> **Written task**: Please copy out the material below with every "Mark the region of" changed to "Outline" and nothing else altered. Leave the pictures out of your copy.

> **Records**:
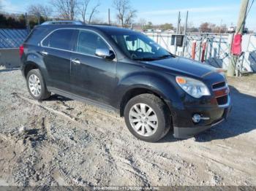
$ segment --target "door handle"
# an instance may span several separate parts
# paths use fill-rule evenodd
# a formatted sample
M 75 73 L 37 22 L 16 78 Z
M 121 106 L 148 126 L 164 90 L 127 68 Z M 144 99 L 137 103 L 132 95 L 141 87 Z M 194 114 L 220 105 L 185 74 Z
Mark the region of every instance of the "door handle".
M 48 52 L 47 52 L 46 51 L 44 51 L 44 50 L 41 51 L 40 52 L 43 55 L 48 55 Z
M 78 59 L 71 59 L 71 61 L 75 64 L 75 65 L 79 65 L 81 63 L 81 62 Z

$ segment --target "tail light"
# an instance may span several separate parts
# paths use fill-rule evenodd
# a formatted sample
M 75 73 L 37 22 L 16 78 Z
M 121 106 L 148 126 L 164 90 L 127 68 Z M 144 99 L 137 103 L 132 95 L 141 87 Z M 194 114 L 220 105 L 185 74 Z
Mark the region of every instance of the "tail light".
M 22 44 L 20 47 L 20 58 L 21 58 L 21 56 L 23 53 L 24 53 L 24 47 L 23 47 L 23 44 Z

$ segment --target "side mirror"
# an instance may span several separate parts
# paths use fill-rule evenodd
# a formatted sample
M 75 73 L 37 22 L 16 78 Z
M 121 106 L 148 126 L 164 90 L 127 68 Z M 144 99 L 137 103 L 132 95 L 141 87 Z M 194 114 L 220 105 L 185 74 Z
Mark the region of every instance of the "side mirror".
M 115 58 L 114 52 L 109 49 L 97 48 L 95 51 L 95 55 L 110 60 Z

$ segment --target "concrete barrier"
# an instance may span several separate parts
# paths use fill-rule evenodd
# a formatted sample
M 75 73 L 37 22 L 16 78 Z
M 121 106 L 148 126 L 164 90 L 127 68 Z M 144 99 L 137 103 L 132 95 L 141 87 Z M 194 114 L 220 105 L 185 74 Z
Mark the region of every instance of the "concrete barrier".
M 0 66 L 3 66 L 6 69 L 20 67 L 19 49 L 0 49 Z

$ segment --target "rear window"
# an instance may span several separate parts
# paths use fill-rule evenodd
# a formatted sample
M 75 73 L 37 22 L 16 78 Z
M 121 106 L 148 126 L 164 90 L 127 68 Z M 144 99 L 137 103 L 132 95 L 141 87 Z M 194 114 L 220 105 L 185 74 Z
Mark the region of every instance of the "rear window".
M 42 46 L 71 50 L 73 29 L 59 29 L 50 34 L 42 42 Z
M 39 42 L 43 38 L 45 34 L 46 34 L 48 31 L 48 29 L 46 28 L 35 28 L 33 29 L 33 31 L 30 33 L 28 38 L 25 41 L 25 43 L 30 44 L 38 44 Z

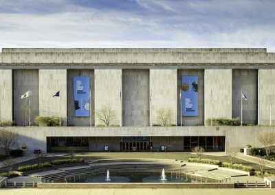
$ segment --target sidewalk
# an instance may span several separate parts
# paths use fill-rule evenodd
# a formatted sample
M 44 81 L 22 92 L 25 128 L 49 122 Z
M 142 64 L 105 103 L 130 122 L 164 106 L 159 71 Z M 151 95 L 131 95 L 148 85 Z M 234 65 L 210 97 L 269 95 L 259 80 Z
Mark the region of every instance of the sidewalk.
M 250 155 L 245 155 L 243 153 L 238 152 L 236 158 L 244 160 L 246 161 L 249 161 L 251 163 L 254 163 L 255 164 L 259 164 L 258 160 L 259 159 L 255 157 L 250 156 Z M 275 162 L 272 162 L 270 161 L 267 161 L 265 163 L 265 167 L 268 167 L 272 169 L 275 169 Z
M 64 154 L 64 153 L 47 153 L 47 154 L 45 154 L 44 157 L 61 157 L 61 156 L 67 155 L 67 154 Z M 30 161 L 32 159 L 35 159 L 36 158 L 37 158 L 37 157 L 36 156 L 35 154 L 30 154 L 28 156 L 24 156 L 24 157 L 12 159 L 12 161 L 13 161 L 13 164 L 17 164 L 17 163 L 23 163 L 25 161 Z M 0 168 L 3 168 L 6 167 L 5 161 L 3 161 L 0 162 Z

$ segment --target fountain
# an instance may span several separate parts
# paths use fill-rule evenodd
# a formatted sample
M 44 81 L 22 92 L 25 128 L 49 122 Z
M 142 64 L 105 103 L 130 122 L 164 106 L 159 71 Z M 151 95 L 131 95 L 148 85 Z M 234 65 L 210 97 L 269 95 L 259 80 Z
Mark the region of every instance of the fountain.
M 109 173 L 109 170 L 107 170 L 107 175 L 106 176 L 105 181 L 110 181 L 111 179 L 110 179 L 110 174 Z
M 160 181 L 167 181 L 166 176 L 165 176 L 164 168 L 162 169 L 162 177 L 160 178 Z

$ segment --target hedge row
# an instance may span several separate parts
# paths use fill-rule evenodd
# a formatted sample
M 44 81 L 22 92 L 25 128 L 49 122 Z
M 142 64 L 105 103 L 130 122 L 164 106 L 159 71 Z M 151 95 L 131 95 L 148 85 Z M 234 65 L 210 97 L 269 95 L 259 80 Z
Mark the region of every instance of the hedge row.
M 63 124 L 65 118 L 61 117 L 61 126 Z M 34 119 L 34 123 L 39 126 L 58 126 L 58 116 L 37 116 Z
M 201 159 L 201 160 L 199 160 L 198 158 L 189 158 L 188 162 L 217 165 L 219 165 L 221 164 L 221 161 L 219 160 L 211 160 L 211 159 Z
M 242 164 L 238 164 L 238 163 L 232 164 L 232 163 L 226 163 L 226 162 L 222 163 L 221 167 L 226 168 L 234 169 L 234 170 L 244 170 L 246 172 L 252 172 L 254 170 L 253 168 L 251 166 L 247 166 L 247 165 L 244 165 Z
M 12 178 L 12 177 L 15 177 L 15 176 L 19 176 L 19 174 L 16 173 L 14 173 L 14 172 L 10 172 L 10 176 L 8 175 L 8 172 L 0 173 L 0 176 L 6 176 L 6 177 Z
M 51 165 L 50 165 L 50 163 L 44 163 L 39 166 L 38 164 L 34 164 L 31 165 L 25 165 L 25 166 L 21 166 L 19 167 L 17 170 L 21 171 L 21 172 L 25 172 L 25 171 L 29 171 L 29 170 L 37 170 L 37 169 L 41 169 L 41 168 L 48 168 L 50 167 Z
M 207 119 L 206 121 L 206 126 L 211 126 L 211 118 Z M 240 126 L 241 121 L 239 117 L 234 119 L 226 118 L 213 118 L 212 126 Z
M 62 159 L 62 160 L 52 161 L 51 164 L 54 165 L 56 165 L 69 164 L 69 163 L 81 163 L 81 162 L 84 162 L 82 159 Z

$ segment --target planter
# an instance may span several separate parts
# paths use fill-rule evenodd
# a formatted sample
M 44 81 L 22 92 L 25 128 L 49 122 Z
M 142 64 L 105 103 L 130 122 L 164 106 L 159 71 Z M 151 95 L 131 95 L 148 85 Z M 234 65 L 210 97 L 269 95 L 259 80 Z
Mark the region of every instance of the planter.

> **Exercise result**:
$ segment --target "door handle"
# an instance may span several separate parts
# paths use fill-rule evenodd
# a formatted sample
M 75 73 L 37 22 L 16 78 Z
M 121 106 L 148 126 L 164 90 L 127 68 Z M 144 99 L 137 103 L 132 95 L 141 87 Z M 194 114 L 220 105 L 185 74 Z
Outline every instance of the "door handle".
M 48 52 L 47 52 L 46 51 L 44 51 L 44 50 L 41 51 L 40 52 L 43 55 L 48 55 Z
M 78 59 L 71 59 L 71 61 L 75 64 L 75 65 L 79 65 L 81 63 L 81 62 Z

$ segment --target "tail light"
# an instance may span several separate parts
# paths use fill-rule evenodd
# a formatted sample
M 75 73 L 37 22 L 16 78 Z
M 121 106 L 148 126 L 164 90 L 127 68 Z M 144 99 L 137 103 L 132 95 L 141 87 Z M 194 114 L 220 105 L 185 74 Z
Outline every instance of the "tail light".
M 22 44 L 20 47 L 20 58 L 21 58 L 21 56 L 23 53 L 24 53 L 24 47 L 23 47 L 23 44 Z

$ segment --target "side mirror"
# an instance may span several separate parts
# paths use fill-rule evenodd
# a formatted sample
M 75 73 L 37 22 L 16 78 Z
M 121 106 L 148 126 L 164 90 L 127 68 Z M 144 99 L 137 103 L 132 95 L 141 87 Z M 194 114 L 220 105 L 185 74 Z
Outline every instance of the "side mirror".
M 115 58 L 114 52 L 109 49 L 97 48 L 95 51 L 95 55 L 110 60 Z

$ segment --target "concrete barrier"
# an instance may span several separate parts
# paths use fill-rule evenodd
# a formatted sample
M 75 73 L 37 22 L 16 78 Z
M 121 106 L 148 126 L 164 90 L 127 68 Z M 144 99 L 137 103 L 132 95 L 141 87 Z M 194 114 L 220 105 L 185 74 Z
Outline every instance of the "concrete barrier".
M 0 66 L 3 66 L 6 69 L 20 67 L 19 49 L 0 49 Z

$ segment --target "rear window"
# an instance may span several separate parts
# paths use fill-rule evenodd
# a formatted sample
M 75 73 L 37 22 L 16 78 Z
M 121 106 L 148 126 L 164 90 L 127 68 Z M 144 99 L 137 103 L 132 95 L 141 87 Z M 194 114 L 220 105 L 185 74 Z
Outline every instance of the "rear window".
M 42 46 L 71 50 L 73 29 L 59 29 L 50 34 L 42 42 Z
M 39 42 L 43 38 L 45 34 L 46 34 L 48 31 L 48 29 L 46 28 L 35 28 L 33 29 L 33 31 L 30 33 L 28 38 L 25 41 L 25 43 L 30 44 L 38 44 Z

$ segment --target sidewalk
# an instance may span several separate parts
# paths use fill-rule evenodd
# a formatted sample
M 44 81 L 22 92 L 25 128 L 49 122 Z
M 142 64 L 105 103 L 130 122 L 164 106 L 159 71 Z M 151 95 L 131 95 L 148 85 Z M 234 65 L 210 97 L 269 95 L 259 80 Z
Outline every instance of the sidewalk.
M 250 155 L 245 155 L 243 153 L 238 152 L 236 158 L 244 160 L 246 161 L 249 161 L 251 163 L 254 163 L 255 164 L 259 164 L 258 160 L 259 159 L 255 157 L 250 156 Z M 275 162 L 272 162 L 270 161 L 267 161 L 265 163 L 265 167 L 268 167 L 272 169 L 275 169 Z
M 64 154 L 64 153 L 47 153 L 47 154 L 45 154 L 44 157 L 61 157 L 61 156 L 67 155 L 67 154 Z M 30 161 L 32 159 L 35 159 L 36 158 L 37 158 L 37 157 L 36 156 L 35 154 L 30 154 L 28 156 L 24 156 L 24 157 L 12 159 L 12 161 L 13 161 L 13 164 L 17 164 L 17 163 L 23 163 L 25 161 Z M 0 168 L 3 168 L 6 167 L 5 161 L 3 161 L 0 162 Z

$ segment --target fountain
# an instance may span several separate parts
# paths use fill-rule evenodd
# a formatted sample
M 44 81 L 22 92 L 25 128 L 49 122 Z
M 142 64 L 105 103 L 130 122 L 164 106 L 159 71 Z M 151 95 L 131 95 L 148 85 Z M 234 65 L 210 97 L 269 95 L 259 80 Z
Outline every instance of the fountain.
M 109 173 L 109 170 L 107 170 L 107 175 L 106 176 L 105 181 L 110 181 L 111 179 L 110 179 L 110 174 Z
M 160 181 L 167 181 L 166 176 L 165 176 L 164 168 L 162 169 L 162 177 L 160 178 Z

$ segment --target hedge row
# an instance may span several separate parts
# paths use fill-rule evenodd
# a formatted sample
M 44 81 L 22 92 L 25 128 L 49 122 Z
M 142 64 L 105 103 L 130 122 L 164 106 L 159 71 Z M 151 95 L 131 95 L 148 85 Z M 234 65 L 210 97 L 269 95 L 259 80 Z
Outline every instance of the hedge row.
M 63 124 L 65 118 L 61 117 L 61 126 Z M 34 119 L 34 123 L 39 126 L 58 126 L 58 116 L 37 116 Z
M 201 159 L 201 160 L 199 160 L 198 158 L 189 158 L 188 162 L 217 165 L 219 165 L 221 164 L 221 161 L 219 160 L 211 160 L 211 159 Z
M 242 164 L 238 164 L 238 163 L 232 164 L 232 163 L 226 163 L 226 162 L 222 163 L 221 167 L 226 168 L 234 169 L 234 170 L 244 170 L 246 172 L 252 172 L 254 170 L 253 168 L 251 166 L 247 166 L 247 165 L 244 165 Z
M 12 178 L 12 177 L 15 177 L 15 176 L 19 176 L 19 174 L 16 173 L 14 173 L 14 172 L 10 172 L 10 176 L 8 175 L 8 172 L 0 173 L 0 176 L 6 176 L 6 177 Z
M 51 165 L 50 165 L 50 163 L 44 163 L 39 166 L 38 164 L 34 164 L 31 165 L 25 165 L 25 166 L 21 166 L 19 167 L 17 170 L 21 171 L 21 172 L 25 172 L 25 171 L 29 171 L 29 170 L 37 170 L 37 169 L 41 169 L 41 168 L 48 168 L 50 167 Z
M 207 119 L 206 121 L 206 126 L 211 126 L 211 118 Z M 240 126 L 241 121 L 239 117 L 234 119 L 226 118 L 213 118 L 212 126 Z
M 62 159 L 62 160 L 52 161 L 51 164 L 54 165 L 56 165 L 69 164 L 69 163 L 81 163 L 81 162 L 84 162 L 82 159 Z

$ segment --target planter
# an instance may span several separate parts
# paths use fill-rule evenodd
# a formatted sample
M 44 81 L 22 92 L 25 128 L 49 122 Z
M 142 64 L 105 103 L 130 122 L 164 106 L 159 71 Z M 151 95 L 131 95 L 148 85 Z M 234 65 L 210 97 L 269 95 L 259 80 Z
Outline every instance of the planter.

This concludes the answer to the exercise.